■ **Selected extract**:
Yang Style Turning Body Palm by Ted W. Knecht
The Turning Body Palm or Fan Ti Zhang as it is known in Chinese is an indespensible training tool in Yang style Tai Ji Quan. The Fan Ti Zhang is used in postures such as Brush Knee with Twist Step (Lou Xi Ao Bu), Repulse Monkey (Dao Nian Hou), Jade Lady Weaves Shuttle (Yu Nu Chuan Suo), and Wild Horse Parts Mane (Ye Ma Fen Zong). The Fan Ti Zhang is used 28 times within the traditional 108 posture routine as standardized by the Late Grandmaster Yang Cheng Fu. The palm technique is also commonly used in the Tai Ji Broadsword (Dao) and Big Knife (Da Dao). According to Dr. Mei Ying Sheng, a disciple of Master Fu Zhong Wen, the Fan Ti Zhang and the Tai Ji Cat Walk (Mao Xing Bu) is essential for the development of muscle suppleness and the circulation of Qi within the body. This palm technique will improve the overall range of motion in the shoulders, arms, and hands. Every muscle in the arm will be massaged and toned similar to twisting a wet towel. Not only will the Fan Ti Zhang develop suppleness in the upper limbs, it will also develop a whip-like action in the arms for devestating attacks.
This article will introduce the step by step practice of the palm technique, the health benefits, and the martial application.
Method of Practice
For the proper execution of the Fan Ti Zhang, the muscles of the shoulders, arms, and hands must be totally relaxed. Relaxation of the muscles can be acheived through the continuous and proper practice of this exercise. This will eventually loosen and stretch the muscles and ligaments found in the shoulders, arms, and hands. Over time, the muscles will become as supple as cotton and as strong as iron.
The Fan Ti Zhang can be practiced as a single exercise or combined with the legs to perform such techniques as Brush Knee with Twist Step, Wild Horse Parts Mane, and Repulse Monkey. The following explaination will only describe the single exercise using the left side of the body; however, it is important that both sides be exercised to maintain balance.
The Fan Ti Zhang exercise should begin with the feet shoulder width apart and pointing forward with knees slightly bent. The movement of the palm will pass five points along an elongated circle.
The left hand forms the Lotus-leaf Palm (He Ye Zhang) as was described in the June 1993 isssue of Tai Chi Magazine and is pressed to the front at shoulder height (Point 1). The upper body faces directly to the front. The palm and forearm spiral in a clockwise manner as the arm withdraws downward. The waist and upper body begin turning to the left as the palm turns to face up beside the left waist (Point 2). Without pausing, the elbow leads the motion to the rear until it can go no further; the thumb then leads the motion until the fingers point directly to the rear at waist height (Point 3). At the same time, the upper body turns to face directly to the left and the eyes look to the rear. The palm remains facing up from Point 2 to Point 3. Next, relax the shoulders and allow the waist and upper body to turn to the right as the palm begins to move up and to the front. The wrist is straight and the fingers point up at an angle to the rear. The palm continues moving up to the ear (Point 4). The fingers point up, the palm faces to the front, and the elbow points to the left. The elbow leads the motion to the front followed by the wrist and then the palm. The palm presses to the front until reaching maximum extention without locking the elbow (Point 5). The palm is at shoulder height and the upper body is facing to the front. Points to Remember:
1) Maintain a relaxed shoulder and bent elbow at all times.

■ **Data**:
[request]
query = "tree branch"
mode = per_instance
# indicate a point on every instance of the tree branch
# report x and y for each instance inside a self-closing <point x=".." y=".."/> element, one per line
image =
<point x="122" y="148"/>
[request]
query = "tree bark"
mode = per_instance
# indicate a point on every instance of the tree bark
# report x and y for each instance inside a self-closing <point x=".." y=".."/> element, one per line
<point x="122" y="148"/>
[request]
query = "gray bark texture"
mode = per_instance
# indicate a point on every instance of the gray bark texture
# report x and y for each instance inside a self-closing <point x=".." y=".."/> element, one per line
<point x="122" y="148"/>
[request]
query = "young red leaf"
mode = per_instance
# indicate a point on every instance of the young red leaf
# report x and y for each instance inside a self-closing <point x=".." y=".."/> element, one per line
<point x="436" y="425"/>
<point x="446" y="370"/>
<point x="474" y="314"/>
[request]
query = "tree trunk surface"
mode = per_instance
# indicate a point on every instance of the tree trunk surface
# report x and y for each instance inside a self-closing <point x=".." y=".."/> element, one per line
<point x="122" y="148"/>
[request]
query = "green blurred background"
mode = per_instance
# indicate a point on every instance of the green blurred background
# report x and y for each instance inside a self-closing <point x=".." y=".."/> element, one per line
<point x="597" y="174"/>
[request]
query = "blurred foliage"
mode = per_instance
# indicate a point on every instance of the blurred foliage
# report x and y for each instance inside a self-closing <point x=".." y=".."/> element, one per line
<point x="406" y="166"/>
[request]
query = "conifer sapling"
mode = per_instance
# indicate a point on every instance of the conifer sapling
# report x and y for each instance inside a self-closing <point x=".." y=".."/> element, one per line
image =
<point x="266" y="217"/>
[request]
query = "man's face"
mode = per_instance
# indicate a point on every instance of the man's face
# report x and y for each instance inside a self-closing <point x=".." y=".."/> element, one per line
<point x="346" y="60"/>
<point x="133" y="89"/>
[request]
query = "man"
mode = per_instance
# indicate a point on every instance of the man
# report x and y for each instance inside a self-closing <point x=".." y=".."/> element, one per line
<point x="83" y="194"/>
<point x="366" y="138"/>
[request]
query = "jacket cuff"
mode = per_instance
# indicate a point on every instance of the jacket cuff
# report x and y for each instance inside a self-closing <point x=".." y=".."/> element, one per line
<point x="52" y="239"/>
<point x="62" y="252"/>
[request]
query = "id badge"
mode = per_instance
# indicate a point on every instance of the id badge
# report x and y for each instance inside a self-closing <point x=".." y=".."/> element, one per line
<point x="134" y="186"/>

■ **Goal**: Extend the article on the Yang style Turning Body Palm above, picking up after its final line.

■ **Task result**:
2) The movement must be slow, continuous, and even.
3) Fingers should not curl up when moving from Point 2 to Point 3. The fingers remain on a horizontal plane.
4) The waist leads the motion of the arm; therefore, when the palm moves to the rear, the waist will turn in the direction of movement followed by the shoulder, elbow and finally the palm. The overall motion is similar to throwing a frisbee.
5) The shoulders, hips, and ears should be aligned on a single vertical plane at Point 1 and Point 5. The shoulder should not be over extended to the front at these points.
The internal circulation of Qi in Tai Ji is under the control of the mind and the correct posture. When performing Tai Ji movements, the circulation of Qi will produce the sensation of swelling, heat, and/or numbness in the hands and arms. This phenomena is produced because among the twelve major merdians within the body, six pass into the fingers of both hands. The Lung Meridian passes into the thumb; the Large Intestine Meridian passes into the index finger; the Pericardium Meridian passes into the middle finger; the Triple Heater passes into the ring finger; and the Heart and Small Intestine Meridians pass into the little finger.
By exercising the Fan Ti Zhang in a correct and relaxed manner, the six meridians will be massaged and over time will become cleared of blockages. The massaging action is similar to twisting a wet towel in that every muscle, ligament, joint and blood vessel in the arm and hand is exercised in a complete fashion. Consequently, practice of the Fan Ti Zhang may prevent the hardening of arteries in the arms and the on-set of certain types of arthritis in the joints of the arms and hands.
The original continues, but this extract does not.